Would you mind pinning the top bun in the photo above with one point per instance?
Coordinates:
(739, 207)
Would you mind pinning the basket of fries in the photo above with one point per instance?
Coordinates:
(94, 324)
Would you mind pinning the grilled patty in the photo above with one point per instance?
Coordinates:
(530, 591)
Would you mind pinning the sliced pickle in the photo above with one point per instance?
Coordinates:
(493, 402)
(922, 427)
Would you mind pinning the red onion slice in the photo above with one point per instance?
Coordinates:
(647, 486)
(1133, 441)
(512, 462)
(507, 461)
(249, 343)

### Given instruction
Return every line of the material above verbatim, with no changes.

### Output
Would you mind pinning the top bun in the photo above with one point per instance?
Coordinates:
(739, 207)
Would you mind pinning the basket of fries in the photo above with one point per instance?
Coordinates:
(94, 324)
Would you mind pinning the grilled patty in the photo above with one point per instance?
Coordinates:
(530, 591)
Would you mind pinning the sliced pickle in the photo above with one point per instance?
Coordinates:
(493, 402)
(922, 427)
Would you mind pinning the red onion slice in the photo above with one point per instance?
Coordinates:
(647, 486)
(1133, 441)
(512, 462)
(507, 461)
(249, 343)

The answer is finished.